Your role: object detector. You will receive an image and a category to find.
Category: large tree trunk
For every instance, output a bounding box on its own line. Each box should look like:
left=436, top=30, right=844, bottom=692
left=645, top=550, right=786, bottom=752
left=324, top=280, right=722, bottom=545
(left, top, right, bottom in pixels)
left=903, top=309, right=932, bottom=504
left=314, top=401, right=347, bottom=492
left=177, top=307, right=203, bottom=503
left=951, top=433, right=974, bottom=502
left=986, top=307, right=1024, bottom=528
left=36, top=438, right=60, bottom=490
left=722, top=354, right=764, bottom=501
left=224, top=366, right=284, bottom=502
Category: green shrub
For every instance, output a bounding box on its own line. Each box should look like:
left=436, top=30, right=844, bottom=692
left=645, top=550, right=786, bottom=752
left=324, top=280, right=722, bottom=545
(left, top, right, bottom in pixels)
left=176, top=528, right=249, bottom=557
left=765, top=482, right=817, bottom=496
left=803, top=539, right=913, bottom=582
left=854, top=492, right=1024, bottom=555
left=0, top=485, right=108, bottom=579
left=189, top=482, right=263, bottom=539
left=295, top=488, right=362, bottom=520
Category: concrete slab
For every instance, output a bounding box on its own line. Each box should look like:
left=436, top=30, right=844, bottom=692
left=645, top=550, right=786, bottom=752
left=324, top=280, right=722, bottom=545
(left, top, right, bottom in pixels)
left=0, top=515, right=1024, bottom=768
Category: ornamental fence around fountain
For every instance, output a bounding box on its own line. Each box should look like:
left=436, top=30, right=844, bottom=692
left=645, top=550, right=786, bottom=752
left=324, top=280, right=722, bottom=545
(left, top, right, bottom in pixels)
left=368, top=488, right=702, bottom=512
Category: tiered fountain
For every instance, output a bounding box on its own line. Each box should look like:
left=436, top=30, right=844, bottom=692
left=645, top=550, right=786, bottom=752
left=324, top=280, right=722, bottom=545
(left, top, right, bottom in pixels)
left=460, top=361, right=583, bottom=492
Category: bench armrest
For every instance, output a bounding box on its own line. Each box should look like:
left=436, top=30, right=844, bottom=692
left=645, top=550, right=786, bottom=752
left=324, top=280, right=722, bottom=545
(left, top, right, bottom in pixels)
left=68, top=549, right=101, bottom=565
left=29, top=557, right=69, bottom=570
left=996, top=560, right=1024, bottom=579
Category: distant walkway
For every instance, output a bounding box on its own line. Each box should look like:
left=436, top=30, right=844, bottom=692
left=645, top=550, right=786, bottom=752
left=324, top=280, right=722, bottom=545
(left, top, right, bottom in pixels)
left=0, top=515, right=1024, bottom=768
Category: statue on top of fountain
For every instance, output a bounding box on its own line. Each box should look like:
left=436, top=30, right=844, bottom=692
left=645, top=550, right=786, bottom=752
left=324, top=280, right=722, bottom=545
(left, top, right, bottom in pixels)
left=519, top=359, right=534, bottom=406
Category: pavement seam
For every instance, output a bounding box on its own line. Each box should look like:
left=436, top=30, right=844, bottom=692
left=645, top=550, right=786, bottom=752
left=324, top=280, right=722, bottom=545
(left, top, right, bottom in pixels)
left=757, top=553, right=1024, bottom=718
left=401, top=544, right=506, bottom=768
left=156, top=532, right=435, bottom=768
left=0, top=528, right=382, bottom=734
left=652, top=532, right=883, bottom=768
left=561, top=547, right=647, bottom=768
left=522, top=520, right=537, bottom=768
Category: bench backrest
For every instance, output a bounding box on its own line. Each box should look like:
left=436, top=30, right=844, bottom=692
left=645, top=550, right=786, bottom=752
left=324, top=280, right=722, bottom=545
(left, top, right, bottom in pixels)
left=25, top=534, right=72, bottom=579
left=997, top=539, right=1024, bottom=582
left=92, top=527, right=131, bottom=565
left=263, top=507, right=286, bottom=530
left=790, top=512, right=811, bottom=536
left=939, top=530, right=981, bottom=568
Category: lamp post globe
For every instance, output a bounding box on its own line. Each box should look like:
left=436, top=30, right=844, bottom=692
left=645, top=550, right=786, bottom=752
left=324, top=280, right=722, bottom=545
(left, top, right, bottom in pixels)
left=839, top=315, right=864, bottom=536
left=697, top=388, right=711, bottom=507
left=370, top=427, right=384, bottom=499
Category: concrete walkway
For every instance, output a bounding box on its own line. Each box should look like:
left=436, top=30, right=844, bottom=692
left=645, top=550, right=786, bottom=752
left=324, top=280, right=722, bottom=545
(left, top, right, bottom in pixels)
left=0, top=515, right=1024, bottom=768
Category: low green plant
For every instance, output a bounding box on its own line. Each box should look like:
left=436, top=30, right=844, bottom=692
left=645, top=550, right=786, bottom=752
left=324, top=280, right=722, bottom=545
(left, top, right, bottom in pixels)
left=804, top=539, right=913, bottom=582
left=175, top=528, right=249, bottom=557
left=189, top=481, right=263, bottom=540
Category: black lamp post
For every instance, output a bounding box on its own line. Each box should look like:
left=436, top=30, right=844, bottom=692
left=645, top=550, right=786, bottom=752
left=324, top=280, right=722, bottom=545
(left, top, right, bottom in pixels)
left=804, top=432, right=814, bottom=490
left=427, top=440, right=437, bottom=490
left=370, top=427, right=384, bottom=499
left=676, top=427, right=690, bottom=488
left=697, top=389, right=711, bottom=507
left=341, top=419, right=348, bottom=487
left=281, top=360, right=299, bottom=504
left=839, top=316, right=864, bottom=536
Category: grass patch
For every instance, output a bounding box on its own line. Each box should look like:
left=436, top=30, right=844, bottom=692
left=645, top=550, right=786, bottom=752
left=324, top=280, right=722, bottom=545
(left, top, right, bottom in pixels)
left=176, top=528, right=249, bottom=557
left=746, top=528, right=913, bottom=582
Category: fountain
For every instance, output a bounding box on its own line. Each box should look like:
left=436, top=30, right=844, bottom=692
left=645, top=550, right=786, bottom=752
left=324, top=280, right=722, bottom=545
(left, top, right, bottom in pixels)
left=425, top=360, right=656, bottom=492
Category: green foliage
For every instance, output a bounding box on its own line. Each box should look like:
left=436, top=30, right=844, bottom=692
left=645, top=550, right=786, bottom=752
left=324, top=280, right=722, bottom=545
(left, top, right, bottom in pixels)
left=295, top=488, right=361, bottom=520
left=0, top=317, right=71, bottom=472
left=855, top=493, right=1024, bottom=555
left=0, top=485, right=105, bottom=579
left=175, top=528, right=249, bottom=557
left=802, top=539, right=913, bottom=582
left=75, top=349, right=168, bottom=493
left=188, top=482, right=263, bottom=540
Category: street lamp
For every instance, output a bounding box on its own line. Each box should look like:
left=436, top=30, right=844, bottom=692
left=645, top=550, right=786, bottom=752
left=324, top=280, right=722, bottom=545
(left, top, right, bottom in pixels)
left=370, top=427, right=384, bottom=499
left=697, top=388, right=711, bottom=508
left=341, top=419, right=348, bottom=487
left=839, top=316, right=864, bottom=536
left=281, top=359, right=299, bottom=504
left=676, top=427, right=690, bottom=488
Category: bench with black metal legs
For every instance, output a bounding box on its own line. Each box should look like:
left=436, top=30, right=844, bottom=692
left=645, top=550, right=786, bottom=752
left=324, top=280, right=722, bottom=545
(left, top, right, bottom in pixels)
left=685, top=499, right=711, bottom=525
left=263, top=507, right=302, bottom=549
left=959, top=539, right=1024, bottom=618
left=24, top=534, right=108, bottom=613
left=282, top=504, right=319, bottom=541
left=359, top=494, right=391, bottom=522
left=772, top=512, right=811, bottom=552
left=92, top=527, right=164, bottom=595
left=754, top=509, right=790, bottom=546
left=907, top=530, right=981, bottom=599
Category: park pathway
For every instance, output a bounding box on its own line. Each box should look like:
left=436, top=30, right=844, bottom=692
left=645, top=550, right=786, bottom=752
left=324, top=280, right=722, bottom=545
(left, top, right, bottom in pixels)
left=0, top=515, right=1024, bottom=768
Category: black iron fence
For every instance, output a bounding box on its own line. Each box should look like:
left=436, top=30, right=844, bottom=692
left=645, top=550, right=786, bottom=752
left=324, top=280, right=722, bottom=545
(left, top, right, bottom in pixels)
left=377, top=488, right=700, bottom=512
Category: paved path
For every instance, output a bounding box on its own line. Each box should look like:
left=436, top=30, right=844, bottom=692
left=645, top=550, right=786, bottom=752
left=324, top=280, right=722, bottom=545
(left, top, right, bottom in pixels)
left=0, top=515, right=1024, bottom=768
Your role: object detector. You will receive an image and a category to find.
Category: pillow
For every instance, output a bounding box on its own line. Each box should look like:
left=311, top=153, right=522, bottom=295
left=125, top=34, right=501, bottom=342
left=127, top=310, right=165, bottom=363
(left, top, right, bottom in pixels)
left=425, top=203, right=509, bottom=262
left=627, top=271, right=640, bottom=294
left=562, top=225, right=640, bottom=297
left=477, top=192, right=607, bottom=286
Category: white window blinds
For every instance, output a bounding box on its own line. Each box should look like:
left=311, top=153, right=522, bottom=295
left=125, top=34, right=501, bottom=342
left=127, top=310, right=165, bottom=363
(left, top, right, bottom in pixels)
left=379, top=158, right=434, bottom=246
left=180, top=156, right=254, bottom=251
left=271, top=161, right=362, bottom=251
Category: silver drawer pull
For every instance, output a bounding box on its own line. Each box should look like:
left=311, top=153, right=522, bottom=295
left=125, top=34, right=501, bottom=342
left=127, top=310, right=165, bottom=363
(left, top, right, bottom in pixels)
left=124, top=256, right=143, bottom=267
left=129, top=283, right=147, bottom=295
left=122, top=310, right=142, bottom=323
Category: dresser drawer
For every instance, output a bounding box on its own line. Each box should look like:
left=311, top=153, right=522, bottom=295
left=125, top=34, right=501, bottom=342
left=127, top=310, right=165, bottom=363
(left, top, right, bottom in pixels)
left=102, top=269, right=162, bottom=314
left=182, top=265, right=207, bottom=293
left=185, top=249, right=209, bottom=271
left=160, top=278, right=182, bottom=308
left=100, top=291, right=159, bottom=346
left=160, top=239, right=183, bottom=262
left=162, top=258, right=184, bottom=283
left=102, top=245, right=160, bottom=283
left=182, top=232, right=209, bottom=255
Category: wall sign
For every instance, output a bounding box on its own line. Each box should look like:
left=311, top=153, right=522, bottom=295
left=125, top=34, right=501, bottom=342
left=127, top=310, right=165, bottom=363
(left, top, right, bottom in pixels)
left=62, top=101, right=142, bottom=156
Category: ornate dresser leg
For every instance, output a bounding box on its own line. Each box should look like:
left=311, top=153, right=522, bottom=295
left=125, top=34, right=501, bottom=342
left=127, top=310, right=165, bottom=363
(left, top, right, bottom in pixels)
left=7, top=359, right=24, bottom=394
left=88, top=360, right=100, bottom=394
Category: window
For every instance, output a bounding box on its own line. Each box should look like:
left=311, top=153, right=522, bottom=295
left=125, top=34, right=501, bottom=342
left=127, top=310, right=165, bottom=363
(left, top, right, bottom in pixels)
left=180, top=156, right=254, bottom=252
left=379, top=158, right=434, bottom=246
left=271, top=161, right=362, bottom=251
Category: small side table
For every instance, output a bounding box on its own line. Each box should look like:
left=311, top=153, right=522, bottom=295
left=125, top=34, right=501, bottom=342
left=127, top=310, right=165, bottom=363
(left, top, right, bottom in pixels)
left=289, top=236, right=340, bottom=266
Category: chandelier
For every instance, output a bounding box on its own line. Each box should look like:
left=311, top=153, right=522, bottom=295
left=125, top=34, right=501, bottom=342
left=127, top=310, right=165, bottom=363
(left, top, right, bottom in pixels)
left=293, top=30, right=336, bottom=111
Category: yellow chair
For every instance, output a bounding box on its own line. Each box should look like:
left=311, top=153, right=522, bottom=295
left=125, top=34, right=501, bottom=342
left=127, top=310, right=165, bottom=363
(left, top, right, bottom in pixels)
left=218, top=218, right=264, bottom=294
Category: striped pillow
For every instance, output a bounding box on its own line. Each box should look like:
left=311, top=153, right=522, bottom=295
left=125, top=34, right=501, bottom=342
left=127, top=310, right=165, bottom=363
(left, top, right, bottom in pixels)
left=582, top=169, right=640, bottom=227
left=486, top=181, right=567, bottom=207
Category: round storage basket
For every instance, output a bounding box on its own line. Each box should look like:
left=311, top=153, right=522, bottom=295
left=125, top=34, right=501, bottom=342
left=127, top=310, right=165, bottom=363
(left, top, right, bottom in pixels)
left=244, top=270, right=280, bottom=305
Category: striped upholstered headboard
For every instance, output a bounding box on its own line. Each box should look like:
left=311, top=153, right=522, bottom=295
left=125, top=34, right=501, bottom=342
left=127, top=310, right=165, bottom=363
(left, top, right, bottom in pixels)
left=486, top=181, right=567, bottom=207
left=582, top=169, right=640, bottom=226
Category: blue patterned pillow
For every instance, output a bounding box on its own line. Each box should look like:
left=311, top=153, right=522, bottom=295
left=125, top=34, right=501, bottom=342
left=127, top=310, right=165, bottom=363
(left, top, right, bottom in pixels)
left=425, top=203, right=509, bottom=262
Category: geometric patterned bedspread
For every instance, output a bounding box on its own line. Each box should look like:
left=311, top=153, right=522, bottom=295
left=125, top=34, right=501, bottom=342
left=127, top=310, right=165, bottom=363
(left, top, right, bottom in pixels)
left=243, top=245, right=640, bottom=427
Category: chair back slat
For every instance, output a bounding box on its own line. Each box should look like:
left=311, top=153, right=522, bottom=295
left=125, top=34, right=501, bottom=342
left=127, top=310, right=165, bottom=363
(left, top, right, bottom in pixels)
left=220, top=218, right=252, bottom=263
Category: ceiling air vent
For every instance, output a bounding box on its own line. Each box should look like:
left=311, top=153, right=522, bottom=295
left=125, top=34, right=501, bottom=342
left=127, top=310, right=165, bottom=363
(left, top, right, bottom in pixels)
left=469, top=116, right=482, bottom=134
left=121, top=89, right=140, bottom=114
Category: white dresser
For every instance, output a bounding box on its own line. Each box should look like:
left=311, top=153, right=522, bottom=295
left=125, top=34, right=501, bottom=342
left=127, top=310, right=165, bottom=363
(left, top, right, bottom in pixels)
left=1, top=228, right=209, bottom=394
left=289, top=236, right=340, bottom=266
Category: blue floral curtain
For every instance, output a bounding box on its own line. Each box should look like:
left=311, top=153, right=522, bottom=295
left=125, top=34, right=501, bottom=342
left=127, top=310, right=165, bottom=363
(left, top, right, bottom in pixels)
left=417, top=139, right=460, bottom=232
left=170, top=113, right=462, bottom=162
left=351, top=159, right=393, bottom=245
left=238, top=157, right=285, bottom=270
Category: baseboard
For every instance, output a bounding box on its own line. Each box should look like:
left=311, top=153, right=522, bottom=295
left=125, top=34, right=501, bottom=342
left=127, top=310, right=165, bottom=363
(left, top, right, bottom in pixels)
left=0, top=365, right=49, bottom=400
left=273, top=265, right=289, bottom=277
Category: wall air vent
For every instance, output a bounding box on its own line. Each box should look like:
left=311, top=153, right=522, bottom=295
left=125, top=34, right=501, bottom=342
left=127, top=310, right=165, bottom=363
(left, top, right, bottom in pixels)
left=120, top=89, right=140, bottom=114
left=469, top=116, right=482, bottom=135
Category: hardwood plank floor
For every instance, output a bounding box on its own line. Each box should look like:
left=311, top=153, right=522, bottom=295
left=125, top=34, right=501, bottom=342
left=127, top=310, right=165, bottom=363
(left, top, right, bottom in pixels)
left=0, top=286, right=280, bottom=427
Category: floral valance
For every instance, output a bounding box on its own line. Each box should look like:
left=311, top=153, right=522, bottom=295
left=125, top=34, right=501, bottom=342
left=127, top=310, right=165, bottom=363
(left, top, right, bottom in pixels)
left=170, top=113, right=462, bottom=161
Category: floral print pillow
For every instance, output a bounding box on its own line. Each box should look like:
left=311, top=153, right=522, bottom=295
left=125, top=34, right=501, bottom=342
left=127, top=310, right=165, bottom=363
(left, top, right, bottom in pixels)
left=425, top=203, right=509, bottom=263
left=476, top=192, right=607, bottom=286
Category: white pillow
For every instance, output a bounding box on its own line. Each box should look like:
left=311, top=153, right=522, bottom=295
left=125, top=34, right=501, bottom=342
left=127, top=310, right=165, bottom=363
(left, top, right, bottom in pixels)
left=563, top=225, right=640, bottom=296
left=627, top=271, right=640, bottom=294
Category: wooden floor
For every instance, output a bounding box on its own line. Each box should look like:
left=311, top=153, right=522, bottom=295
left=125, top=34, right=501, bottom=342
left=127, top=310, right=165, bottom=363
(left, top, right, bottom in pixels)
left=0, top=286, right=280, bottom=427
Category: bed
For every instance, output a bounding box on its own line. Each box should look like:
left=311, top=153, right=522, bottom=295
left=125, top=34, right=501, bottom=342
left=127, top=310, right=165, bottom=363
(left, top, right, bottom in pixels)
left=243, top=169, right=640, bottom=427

Problem: Retype the data verbatim, beginning at the line containing "Category: bench armrest" and ending with the line containing "left=522, top=520, right=537, bottom=768", both lines included.

Written answer:
Category: bench armrest
For every instance, output a bounding box on its own line. Each box should look like:
left=436, top=30, right=844, bottom=692
left=645, top=550, right=786, bottom=752
left=324, top=280, right=722, bottom=545
(left, top, right, bottom in pixels)
left=68, top=549, right=101, bottom=565
left=29, top=557, right=69, bottom=570
left=996, top=560, right=1024, bottom=579
Category: distant walkway
For every instance, output a bounding box on its own line. Each box should look like:
left=436, top=30, right=844, bottom=692
left=645, top=550, right=786, bottom=752
left=324, top=280, right=722, bottom=545
(left, top, right, bottom in pixels)
left=0, top=515, right=1024, bottom=768
Category: statue on top of fountain
For every instance, output a bounding box on its own line. Each box should look like:
left=436, top=30, right=844, bottom=692
left=645, top=550, right=786, bottom=752
left=324, top=280, right=722, bottom=545
(left, top, right, bottom in pixels)
left=519, top=359, right=534, bottom=406
Category: pavement seam
For every instance, output a bounding box on its own line. Each box should look like:
left=436, top=30, right=844, bottom=692
left=645, top=550, right=786, bottom=752
left=324, top=280, right=722, bottom=545
(left, top, right, bottom in pixels)
left=757, top=553, right=1024, bottom=718
left=401, top=544, right=506, bottom=768
left=156, top=532, right=435, bottom=768
left=0, top=528, right=382, bottom=734
left=652, top=532, right=883, bottom=768
left=561, top=547, right=647, bottom=768
left=522, top=520, right=537, bottom=768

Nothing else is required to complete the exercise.